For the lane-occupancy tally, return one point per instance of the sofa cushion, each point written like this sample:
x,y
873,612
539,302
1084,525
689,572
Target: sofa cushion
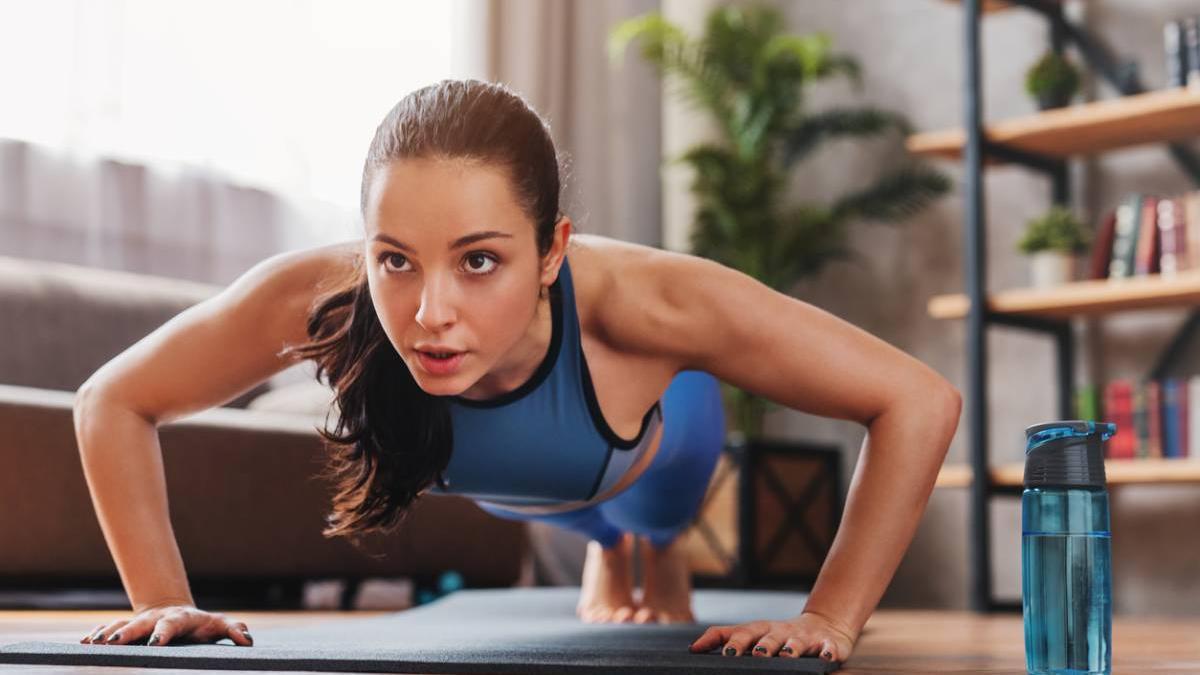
x,y
63,322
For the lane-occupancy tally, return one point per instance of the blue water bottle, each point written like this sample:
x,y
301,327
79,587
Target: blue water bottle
x,y
1066,549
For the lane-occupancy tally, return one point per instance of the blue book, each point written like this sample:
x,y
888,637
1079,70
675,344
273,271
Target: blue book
x,y
1171,431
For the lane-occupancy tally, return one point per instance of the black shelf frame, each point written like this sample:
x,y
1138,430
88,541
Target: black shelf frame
x,y
1125,78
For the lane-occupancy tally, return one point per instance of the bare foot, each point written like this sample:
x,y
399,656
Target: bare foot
x,y
607,592
666,585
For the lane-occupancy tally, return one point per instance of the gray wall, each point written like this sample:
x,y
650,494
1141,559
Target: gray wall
x,y
911,52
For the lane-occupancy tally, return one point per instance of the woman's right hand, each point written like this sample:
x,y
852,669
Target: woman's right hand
x,y
161,625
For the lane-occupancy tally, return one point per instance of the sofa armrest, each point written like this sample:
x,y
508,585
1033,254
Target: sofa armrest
x,y
245,502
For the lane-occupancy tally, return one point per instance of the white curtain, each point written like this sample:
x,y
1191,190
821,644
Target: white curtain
x,y
195,137
606,117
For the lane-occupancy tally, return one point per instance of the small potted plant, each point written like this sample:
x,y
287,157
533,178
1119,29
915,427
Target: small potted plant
x,y
1053,242
1053,81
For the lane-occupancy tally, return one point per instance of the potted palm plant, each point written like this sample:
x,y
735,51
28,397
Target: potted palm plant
x,y
750,76
1053,243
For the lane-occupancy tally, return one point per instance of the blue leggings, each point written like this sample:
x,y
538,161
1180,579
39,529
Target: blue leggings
x,y
665,499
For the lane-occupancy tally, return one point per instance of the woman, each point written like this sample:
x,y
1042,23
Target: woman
x,y
574,377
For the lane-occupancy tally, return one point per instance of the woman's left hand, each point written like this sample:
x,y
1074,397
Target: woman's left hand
x,y
807,634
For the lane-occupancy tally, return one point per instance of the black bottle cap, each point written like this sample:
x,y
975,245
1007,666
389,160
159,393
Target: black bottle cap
x,y
1066,454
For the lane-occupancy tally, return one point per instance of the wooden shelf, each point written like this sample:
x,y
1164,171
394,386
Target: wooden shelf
x,y
1096,297
1155,117
990,6
1117,472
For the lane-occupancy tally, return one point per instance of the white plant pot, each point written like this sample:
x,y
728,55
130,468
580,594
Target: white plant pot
x,y
1051,268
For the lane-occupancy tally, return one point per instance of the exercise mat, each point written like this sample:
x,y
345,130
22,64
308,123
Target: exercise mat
x,y
527,631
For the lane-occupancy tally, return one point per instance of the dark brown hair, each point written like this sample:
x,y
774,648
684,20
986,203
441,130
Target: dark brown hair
x,y
393,440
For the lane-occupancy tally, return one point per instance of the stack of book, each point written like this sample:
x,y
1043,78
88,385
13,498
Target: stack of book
x,y
1147,234
1155,418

* **What to produce**
Drop the pictures and reproduce the rest of the entries above exactly.

* **Solved problem**
For the lane-occupancy tally, return one point per instance of the sofa cushion, each point written like this sample:
x,y
873,612
539,302
1084,525
689,572
Target: sofa cushion
x,y
63,322
For the lane-occupancy tally, return one point per instance of the blue water bottle, each point written like this sample:
x,y
301,327
79,587
Target: blue water bottle
x,y
1066,549
For the lane-occupancy tally, return one point per instance of the blue book, each point written like this sample:
x,y
888,637
1079,70
675,344
273,271
Target: blue book
x,y
1171,431
For the lane-occupancy tally, return one point per instance of the black shelf frame, each point written like this sample:
x,y
1138,430
88,541
Target: black shelf frame
x,y
1125,78
For the lane-occupancy tally, return one point per instance of the bare foot, each point written like this sample:
x,y
399,656
Target: bare foot
x,y
607,592
666,585
For the lane-occupancy tally, return one point per instance of the gray wall, each point written like this sample:
x,y
650,494
1141,559
Target: gray wall
x,y
911,52
For the lane-occupancy tally, return one point per instance of the woman's right hand, each point written like this sample:
x,y
852,669
Target: woman's right hand
x,y
161,625
For the lane-occupancy tally, return one point per instance of the sofa armrest, each point written like this sample:
x,y
508,585
1033,254
Target: sofa armrest
x,y
245,502
For the lane-occupancy tally, return one point per instance of the white curtain, each point written like this sample:
x,y
1191,190
821,644
Target: white curtain
x,y
195,137
606,117
For the lane-occupancy tally, return one point per instance of the small potted plant, each point written like this sample:
x,y
287,157
533,178
1119,29
915,427
Target: small potted plant
x,y
1053,242
1053,81
For the lane-occupancy tally, return one point per instance of the potted palm plant, each point written like this sample:
x,y
735,51
28,397
Target: potted palm plant
x,y
750,76
1053,243
For the lane-occupancy tally, return one point per instance of the blue leggings, each point written like this sample:
x,y
538,161
1180,579
39,529
Target: blue leggings
x,y
665,499
For the lane-occupancy tally, return one point per instance of the woman, each point written like this sample:
x,y
1042,23
Target: woman
x,y
574,377
For the lane-occupancy tally, return one point per instance of the woman's left hand, each point written like this sample:
x,y
1074,397
Target: woman's left hand
x,y
807,634
For the lane-occupancy tally, return one point per instance of the black bottle cap, each point written like this sample:
x,y
975,245
1007,666
389,160
159,393
Target: black bottle cap
x,y
1066,454
For the lane-occupancy tally, return one point per instance of the wooden shelf, each point written like this sample:
x,y
1164,171
394,386
Target: wooden shelf
x,y
1096,297
1155,117
990,6
1117,472
For the lane-occupancy tally, return one point per instance of the white plant pot, each point written like this sample:
x,y
728,55
130,468
580,594
Target: white plant pot
x,y
1051,268
For the lane-occupancy tally, return one point per instance of the exercise mat, each point written like this sample:
x,y
345,130
22,64
308,123
Target: exercise mat
x,y
527,631
For the lane-occupancy tally, return one point per instance of the dark brown hair, each point written like this sample:
x,y
774,648
684,20
986,203
441,130
Target: dark brown hair
x,y
393,440
For the lane-occupancy tally, return one point per instance of the stack of book, each point written like this sample:
x,y
1043,78
88,385
13,498
Target: stack of book
x,y
1147,234
1155,418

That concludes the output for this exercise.